Di film e telefilm sulla polizia è piena la storia del cinema e della televisione. Di poliziotti in pellicola ce ne sono stati e ce ne sono tanti, qualcuno brillante, qualcuno geniale, qualcuno corrotto, qualcuno buono e qualcuno cattivo. Poi c’è Coliandro, che è un po’ tutti questi ispettori e detective e nessuno di questi, che vive in un universo filmico ritmato come un videoclip degli anni Novanta, che è un insieme di luoghi comuni che tutti noi portiamo dentro ma di cui ci vergogniamo. Coliandro è Carlo Lucarelli alla scrittura e i Manetti bros alla regia. E questo basta per capire perché per una piccola, ma nemmeno troppo, fetta di pubblico è diventato un appuntamento imperdibile.
E non c’è iperbole, imperdibile lo è per davvero. Almeno per quella folla di seguaci che non solo solo “dei fan, ma degli ultras!”, ha detto il protagonista Giampaolo Morelli a TV Sorrisi e Canzoni, che si sono incavolati e non poco quando la Rai aveva, nel 2010, interrotto la serie.
Giampaolo Morelli con i Manetti bros. (foto tratta dalla pagina Facebook dell'Ispettore Coliandro)
E sì che l’Ispettore Coliandro poteva non arrivare nemmeno in televisione. I primi quattro episodi erano stati girati nel 2004, per due anni era rimasto in uno scantinato perché per gergo e per temi trattati non era cosa da mammarai, poteva urtare il comune sentire del pubblico e delle forze dell’ordine. L’ispettore Coliandro è infatti quello che un “minchia” val bene per ogni situazione, che una donna più che carina è “scopabile”, che se sei cinese sei un polloconlemandorle, se sei pachistano sei comunque India, oppure Calcutta, e immigrato vuol dire possibile criminale a prescindere. E’ quello che è sbirro più sbirro degli altri, che usa il distintivo come fosse uno sfollagente, che è quasi un luogo comune, un pregiudizio continuo. Lo mandarono in palinsesto nel 2006 in seconda serata. Fu un successo sopra ogni aspettativa. Uno sfigato che non diventa eroe, ma che riesce sempre in qualche modo a barcamenarsi. La Rai finanziò altre due stagioni, salvo poi bloccare tutto il 22 dicembre del 2009 per “esigenze di bilancio”. Doveva essere l’addio definitivo, fu l’inizio di un mailbombing mai visto, di proteste e minacce alla rete da parte dei fan. Sei anni di stop e sei anni di fan che chiedevano nuovi episodi. Nel 2015 la decisione che Coliandro sarebbe tornato. Sei nuove puntate mandate in onda nel 2016, altre sei nel 2017. La consacrazione.

◆ ◆ ◆

## Istruzione data
Nell'estratto sull'Ispettore Coliandro, in che anno furono girati i primi quattro episodi della serie?

(Parte di un file di dati)
◆ ◆ ◆

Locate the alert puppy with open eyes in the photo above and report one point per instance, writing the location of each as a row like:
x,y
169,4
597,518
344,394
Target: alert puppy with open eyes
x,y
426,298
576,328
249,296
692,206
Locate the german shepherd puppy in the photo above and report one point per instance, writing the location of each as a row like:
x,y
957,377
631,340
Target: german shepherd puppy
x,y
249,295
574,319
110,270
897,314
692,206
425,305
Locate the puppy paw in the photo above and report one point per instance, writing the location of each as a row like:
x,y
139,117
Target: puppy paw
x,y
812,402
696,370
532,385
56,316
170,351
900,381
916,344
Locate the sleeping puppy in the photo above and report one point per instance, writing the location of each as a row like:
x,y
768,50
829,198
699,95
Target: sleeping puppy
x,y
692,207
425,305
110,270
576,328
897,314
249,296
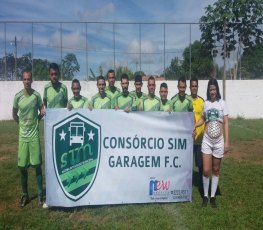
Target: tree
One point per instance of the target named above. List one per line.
(175, 70)
(70, 65)
(123, 69)
(201, 61)
(240, 22)
(252, 62)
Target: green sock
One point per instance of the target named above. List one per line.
(24, 176)
(39, 180)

◆ ◆ ◆

## Risposta all'esercizio
Nel 2004.